■ Fragmento ■
+ + +
Desde hace más de cuatro décadas me une a ella una amistad que se originó cuando me honró con su confianza y cuando era yo, apenas, un imberbe reportero de la sección de cultura de un periódico desaparecido: El Día. Hace ya 42 años de aquel primer encuentro.

Elena ya era reconocida lo mismo como escritora que como periodista y ella veía en el periodismo una necesidad profesional que no tenía por qué apartarla de la literatura. Ella nunca se ha avergonzado del periodismo, sino todo lo contrario: ha publicado, desde La noche de Tlatelolco, en 1971, otros libros de reportajes, crónicas y muchísimos de entrevistas, entre ellos Fuerte es el silencio, ¡Ay vida, no me mereces!, Nada, nadie: Las voces del temblor, Las soldaderas, Luz y luna, las lunitas, Gabriel Figueroa: La mirada que limpia, Amanecer en el Zócalo, La herida de Paulina, No den las gracias: La Colonia Rubén Jaramillo y el Güero Medrano, Domingo 7 y Todo empezó el domingo, pero ya desde su primera novela, Hasta no verte, Jesús mío, inspirada en la vida de Josefina Bórquez, alias Jesusa Palancares, el periodismo veraz y la ficción verosímil se unen en una historia apasionante con la que nuestra escritora debutó como novelista, después de haber publicado sus cuentos de Lilus Kikus.

Elena Poniatowska.
Elena Poniatowska.
+ + +
Registros contenidos en un conjunto de datos:
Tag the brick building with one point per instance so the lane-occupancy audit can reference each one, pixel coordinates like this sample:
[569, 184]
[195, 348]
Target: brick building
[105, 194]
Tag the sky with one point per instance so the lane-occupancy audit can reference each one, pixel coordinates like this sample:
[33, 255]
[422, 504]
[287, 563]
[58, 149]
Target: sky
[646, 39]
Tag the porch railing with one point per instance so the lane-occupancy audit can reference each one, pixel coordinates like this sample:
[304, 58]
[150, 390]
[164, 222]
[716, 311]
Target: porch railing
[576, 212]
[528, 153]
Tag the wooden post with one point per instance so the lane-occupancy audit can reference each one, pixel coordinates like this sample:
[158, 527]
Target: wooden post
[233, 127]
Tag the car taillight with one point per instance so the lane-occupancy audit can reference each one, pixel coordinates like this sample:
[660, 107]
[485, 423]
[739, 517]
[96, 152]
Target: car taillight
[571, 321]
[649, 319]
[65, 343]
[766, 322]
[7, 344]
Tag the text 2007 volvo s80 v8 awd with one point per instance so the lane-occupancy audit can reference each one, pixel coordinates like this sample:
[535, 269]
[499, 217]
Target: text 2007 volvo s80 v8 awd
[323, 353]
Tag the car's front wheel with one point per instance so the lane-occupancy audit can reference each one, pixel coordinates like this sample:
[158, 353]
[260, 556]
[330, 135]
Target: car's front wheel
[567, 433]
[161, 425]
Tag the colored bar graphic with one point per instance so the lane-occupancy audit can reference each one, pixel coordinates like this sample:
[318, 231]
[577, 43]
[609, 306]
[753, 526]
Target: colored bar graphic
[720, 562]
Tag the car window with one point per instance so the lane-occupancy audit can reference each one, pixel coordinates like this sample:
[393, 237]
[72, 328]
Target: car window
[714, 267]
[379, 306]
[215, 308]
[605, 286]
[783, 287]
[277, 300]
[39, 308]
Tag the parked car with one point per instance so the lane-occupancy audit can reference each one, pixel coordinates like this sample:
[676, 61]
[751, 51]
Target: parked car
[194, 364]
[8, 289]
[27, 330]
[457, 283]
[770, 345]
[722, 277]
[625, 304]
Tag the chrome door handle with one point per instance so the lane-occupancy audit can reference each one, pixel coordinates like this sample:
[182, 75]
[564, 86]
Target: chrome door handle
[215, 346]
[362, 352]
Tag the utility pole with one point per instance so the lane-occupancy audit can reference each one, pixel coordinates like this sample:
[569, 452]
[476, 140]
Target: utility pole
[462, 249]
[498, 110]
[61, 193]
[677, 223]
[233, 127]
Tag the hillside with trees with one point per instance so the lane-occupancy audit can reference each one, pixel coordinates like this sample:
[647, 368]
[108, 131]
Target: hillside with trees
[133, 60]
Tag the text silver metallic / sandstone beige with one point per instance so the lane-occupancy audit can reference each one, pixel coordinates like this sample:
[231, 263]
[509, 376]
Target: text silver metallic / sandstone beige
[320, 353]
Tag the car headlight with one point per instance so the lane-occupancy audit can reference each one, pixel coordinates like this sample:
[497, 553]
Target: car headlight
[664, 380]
+ + +
■ Tarea requerida 1 ■
Por favor, reescribe el texto sobre Elena Poniatowska desde "Desde hace más" hasta "aquel primer encuentro." y sustituye "reportero" por "cronista".
■ Tarea requerida 2 ■
Prosigue el texto sobre Elena Poniatowska a partir de su última oración.

■ Resultado 1 ■
Desde hace más de cuatro décadas me une a ella una amistad que se originó cuando me honró con su confianza y cuando era yo, apenas, un imberbe cronista de la sección de cultura de un periódico desaparecido: El Día. Hace ya 42 años de aquel primer encuentro.

■ Resultado 2 ■
EL DESTINO ME LLEVÓ a Tabasco, a trabajar con la también escritora Julieta Campos, y coincidimos también allá cuando Elena, invitada por su amiga Julieta, fue a deslumbrarse con el Laboratorio de Teatro Campesino e Indígena, en Oxolotán, dirigido por una activista, María Alicia Martínez Medrano, que es parte de las voces corales de La noche de Tlatelolco (era entonces directora de guarderías): esa que dice en el libro de Elena:

Una ráfaga de metralla pasó rociando el lugar en donde estábamos. Vi el impacto de una bala a unos cuantos centímetros del zapato. La mujer dijo nada más “¡ay!”, y otra voz le respondió: “Tienes que hacer un esfuerzo. Camina porque es peor que te quedes herida aquí”. Todos empezamos a caminar y vi un datsun rojo, manejado por una muchacha. A ella le dio una bala; la vi caer sobre el volante y escuché el claxon que se quedó pegado...

Elena Poniatowska hace de sus generosas dedicatorias todo un género literario, en breves testimonios, para que no se olvide el momento que pronto deja de ser presente para situarse en el pasado. En la edición especial de La noche de Tlatelolco, apela a su memoria y escribe: “En recuerdo de una primera entrevista en que no estaba a punto de llover como en esta tarde en que nos referimos al 68 y a tantos amigos”. Y no puedo dejar de compartir ésta que escribió en la portadilla de Fuerte es el silencio: “Fuerte es también la amistad a través de los años, y el deseo y el amor a la vida y el afán de ir hacia lo justo y lo bello, con un abrazo rompecostillas a la mexicana”.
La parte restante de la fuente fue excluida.